▶ [What is needed]:
Could you write out the records below exactly as they appear?

▶ [Given information]:
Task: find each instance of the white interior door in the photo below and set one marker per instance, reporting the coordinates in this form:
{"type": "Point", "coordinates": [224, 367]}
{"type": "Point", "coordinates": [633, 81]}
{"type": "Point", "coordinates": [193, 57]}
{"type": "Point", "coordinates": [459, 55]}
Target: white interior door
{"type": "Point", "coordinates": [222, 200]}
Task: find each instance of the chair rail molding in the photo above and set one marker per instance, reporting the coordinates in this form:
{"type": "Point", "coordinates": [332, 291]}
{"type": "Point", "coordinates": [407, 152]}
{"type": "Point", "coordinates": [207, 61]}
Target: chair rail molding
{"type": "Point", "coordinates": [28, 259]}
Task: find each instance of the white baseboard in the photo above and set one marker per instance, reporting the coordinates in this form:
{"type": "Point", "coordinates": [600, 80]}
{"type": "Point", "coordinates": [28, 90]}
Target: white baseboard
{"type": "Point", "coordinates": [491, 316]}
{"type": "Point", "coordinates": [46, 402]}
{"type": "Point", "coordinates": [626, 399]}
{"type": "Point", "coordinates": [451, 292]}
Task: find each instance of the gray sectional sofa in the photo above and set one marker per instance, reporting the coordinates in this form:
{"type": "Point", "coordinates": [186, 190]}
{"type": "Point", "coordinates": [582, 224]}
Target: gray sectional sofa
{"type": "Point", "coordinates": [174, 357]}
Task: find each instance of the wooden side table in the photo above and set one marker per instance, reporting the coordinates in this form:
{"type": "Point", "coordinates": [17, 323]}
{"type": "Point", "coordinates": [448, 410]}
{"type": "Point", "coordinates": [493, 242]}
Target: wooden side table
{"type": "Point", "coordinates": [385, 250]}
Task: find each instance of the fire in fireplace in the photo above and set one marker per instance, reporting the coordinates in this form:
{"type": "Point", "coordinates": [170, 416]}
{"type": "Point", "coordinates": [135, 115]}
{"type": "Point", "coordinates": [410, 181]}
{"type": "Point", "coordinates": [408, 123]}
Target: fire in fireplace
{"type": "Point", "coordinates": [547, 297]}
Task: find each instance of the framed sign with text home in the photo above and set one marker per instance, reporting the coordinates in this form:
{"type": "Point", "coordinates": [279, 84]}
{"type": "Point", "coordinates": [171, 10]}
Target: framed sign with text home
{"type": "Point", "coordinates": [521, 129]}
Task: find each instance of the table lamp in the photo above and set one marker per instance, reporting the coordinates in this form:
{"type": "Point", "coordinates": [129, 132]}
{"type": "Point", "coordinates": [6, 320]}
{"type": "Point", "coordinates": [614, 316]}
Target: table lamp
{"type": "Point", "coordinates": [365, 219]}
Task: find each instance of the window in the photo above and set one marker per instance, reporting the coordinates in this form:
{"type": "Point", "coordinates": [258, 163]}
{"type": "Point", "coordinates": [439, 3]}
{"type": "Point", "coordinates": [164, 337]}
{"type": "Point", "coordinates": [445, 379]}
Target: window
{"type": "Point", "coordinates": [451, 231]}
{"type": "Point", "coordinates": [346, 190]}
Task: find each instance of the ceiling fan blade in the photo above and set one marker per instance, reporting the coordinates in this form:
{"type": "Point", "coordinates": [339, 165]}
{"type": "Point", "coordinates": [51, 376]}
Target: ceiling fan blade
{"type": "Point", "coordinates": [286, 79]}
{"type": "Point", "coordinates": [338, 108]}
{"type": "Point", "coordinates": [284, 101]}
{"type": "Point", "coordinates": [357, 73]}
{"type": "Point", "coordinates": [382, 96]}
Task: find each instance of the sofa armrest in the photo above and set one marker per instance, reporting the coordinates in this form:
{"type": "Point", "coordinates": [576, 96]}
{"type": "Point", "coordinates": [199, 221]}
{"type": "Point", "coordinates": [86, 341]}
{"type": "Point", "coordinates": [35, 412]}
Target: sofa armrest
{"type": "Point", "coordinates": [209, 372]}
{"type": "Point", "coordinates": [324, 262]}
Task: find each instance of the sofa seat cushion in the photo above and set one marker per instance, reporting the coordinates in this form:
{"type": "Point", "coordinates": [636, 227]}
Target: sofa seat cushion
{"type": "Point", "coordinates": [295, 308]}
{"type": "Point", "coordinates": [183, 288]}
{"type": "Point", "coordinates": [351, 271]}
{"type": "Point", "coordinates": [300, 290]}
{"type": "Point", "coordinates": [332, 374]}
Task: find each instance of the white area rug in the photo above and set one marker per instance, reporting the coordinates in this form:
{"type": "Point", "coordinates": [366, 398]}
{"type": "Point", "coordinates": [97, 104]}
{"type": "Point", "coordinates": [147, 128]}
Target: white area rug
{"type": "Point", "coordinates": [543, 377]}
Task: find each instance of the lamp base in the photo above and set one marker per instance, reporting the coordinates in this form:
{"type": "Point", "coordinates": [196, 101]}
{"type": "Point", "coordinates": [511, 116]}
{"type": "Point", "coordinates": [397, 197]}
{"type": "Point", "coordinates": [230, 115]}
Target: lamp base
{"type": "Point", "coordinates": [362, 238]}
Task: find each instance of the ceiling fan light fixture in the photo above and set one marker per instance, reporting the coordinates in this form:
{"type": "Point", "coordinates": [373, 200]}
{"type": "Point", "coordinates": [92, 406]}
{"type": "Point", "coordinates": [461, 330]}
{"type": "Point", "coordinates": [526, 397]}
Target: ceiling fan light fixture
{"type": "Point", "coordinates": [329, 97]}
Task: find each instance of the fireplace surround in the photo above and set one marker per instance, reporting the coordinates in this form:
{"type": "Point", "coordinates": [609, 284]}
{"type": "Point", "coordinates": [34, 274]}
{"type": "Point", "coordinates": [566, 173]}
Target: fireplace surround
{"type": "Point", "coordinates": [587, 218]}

▶ [Result for this task]:
Task: find each instance of the white interior door in the photo below and set one marker per instance, reporting the coordinates in this form:
{"type": "Point", "coordinates": [224, 367]}
{"type": "Point", "coordinates": [633, 81]}
{"type": "Point", "coordinates": [193, 57]}
{"type": "Point", "coordinates": [459, 55]}
Target: white interior door
{"type": "Point", "coordinates": [222, 200]}
Task: find each instance of the chair rail molding in the photo above and set one marker per instance, reporting the coordinates in this form:
{"type": "Point", "coordinates": [332, 291]}
{"type": "Point", "coordinates": [407, 152]}
{"type": "Point", "coordinates": [207, 61]}
Target: chair rail molding
{"type": "Point", "coordinates": [28, 259]}
Task: find each instance of the white baseboard in the photo above and set one marker per instance, reporting the coordinates in this form:
{"type": "Point", "coordinates": [600, 80]}
{"type": "Point", "coordinates": [28, 90]}
Target: white baseboard
{"type": "Point", "coordinates": [491, 316]}
{"type": "Point", "coordinates": [46, 402]}
{"type": "Point", "coordinates": [626, 399]}
{"type": "Point", "coordinates": [451, 292]}
Task: find each instance of the gray sectional sofa in the photo above and set one marker per instance, reporting the coordinates in this form:
{"type": "Point", "coordinates": [186, 190]}
{"type": "Point", "coordinates": [582, 224]}
Target: gray sectional sofa
{"type": "Point", "coordinates": [174, 357]}
Task: find each instance of the wooden side table in the photo above and set one marker per instance, reporting the coordinates in this form:
{"type": "Point", "coordinates": [17, 323]}
{"type": "Point", "coordinates": [448, 410]}
{"type": "Point", "coordinates": [493, 242]}
Target: wooden side table
{"type": "Point", "coordinates": [385, 250]}
Task: find each instance of the fire in fireplace in the photo above and set one marker per instance, reporting the coordinates in this form:
{"type": "Point", "coordinates": [170, 416]}
{"type": "Point", "coordinates": [135, 115]}
{"type": "Point", "coordinates": [410, 181]}
{"type": "Point", "coordinates": [408, 123]}
Target: fire in fireplace
{"type": "Point", "coordinates": [547, 297]}
Task: find each instance of the framed sign with text home in the photo above and set one marker per instance, reporting the coordinates in this form:
{"type": "Point", "coordinates": [279, 84]}
{"type": "Point", "coordinates": [171, 10]}
Target: framed sign with text home
{"type": "Point", "coordinates": [521, 129]}
Task: find each instance of the table lamp in the photo above and set one marker per instance, reporting the coordinates in this form:
{"type": "Point", "coordinates": [129, 132]}
{"type": "Point", "coordinates": [6, 320]}
{"type": "Point", "coordinates": [614, 316]}
Target: table lamp
{"type": "Point", "coordinates": [365, 219]}
Task: find each instance of the window in the photo above and set one marker per instance, reporting the coordinates in this form:
{"type": "Point", "coordinates": [258, 163]}
{"type": "Point", "coordinates": [439, 3]}
{"type": "Point", "coordinates": [164, 337]}
{"type": "Point", "coordinates": [445, 379]}
Target: window
{"type": "Point", "coordinates": [451, 231]}
{"type": "Point", "coordinates": [346, 190]}
Task: find each instance of the ceiling fan blade in the photo above and set one marker per instance, reporting the coordinates in this form:
{"type": "Point", "coordinates": [339, 165]}
{"type": "Point", "coordinates": [51, 376]}
Target: ceiling fan blade
{"type": "Point", "coordinates": [286, 79]}
{"type": "Point", "coordinates": [338, 108]}
{"type": "Point", "coordinates": [284, 101]}
{"type": "Point", "coordinates": [357, 73]}
{"type": "Point", "coordinates": [382, 96]}
Task: find each instance of the sofa armrest in the photo above and set one marker per instance, reporting the coordinates in this form:
{"type": "Point", "coordinates": [576, 96]}
{"type": "Point", "coordinates": [199, 221]}
{"type": "Point", "coordinates": [86, 341]}
{"type": "Point", "coordinates": [35, 412]}
Target: sofa armrest
{"type": "Point", "coordinates": [209, 372]}
{"type": "Point", "coordinates": [324, 262]}
Task: find each instance of the sofa seat cushion in the photo above and set one marker per instance, reporting the coordinates in this form:
{"type": "Point", "coordinates": [636, 227]}
Target: sofa seat cushion
{"type": "Point", "coordinates": [295, 308]}
{"type": "Point", "coordinates": [183, 288]}
{"type": "Point", "coordinates": [351, 271]}
{"type": "Point", "coordinates": [300, 290]}
{"type": "Point", "coordinates": [332, 374]}
Task: find each instance of the white area rug in the photo above and set one marker per instance, reporting the coordinates in this form:
{"type": "Point", "coordinates": [366, 398]}
{"type": "Point", "coordinates": [97, 104]}
{"type": "Point", "coordinates": [147, 128]}
Target: white area rug
{"type": "Point", "coordinates": [543, 377]}
Task: find each instance of the lamp base in the photo above and set one marker per instance, reporting the coordinates in this form:
{"type": "Point", "coordinates": [196, 101]}
{"type": "Point", "coordinates": [511, 116]}
{"type": "Point", "coordinates": [397, 197]}
{"type": "Point", "coordinates": [230, 115]}
Target: lamp base
{"type": "Point", "coordinates": [362, 238]}
Task: find each instance of the ceiling fan light fixture in the photo above and set one marker per instance, reporting the coordinates in this form:
{"type": "Point", "coordinates": [373, 200]}
{"type": "Point", "coordinates": [92, 406]}
{"type": "Point", "coordinates": [461, 330]}
{"type": "Point", "coordinates": [526, 397]}
Target: ceiling fan light fixture
{"type": "Point", "coordinates": [329, 97]}
Task: find each instance of the fireplace surround in the photo above and set one marker per instance, reporting the coordinates in this form:
{"type": "Point", "coordinates": [609, 284]}
{"type": "Point", "coordinates": [34, 274]}
{"type": "Point", "coordinates": [566, 173]}
Target: fireplace surround
{"type": "Point", "coordinates": [587, 218]}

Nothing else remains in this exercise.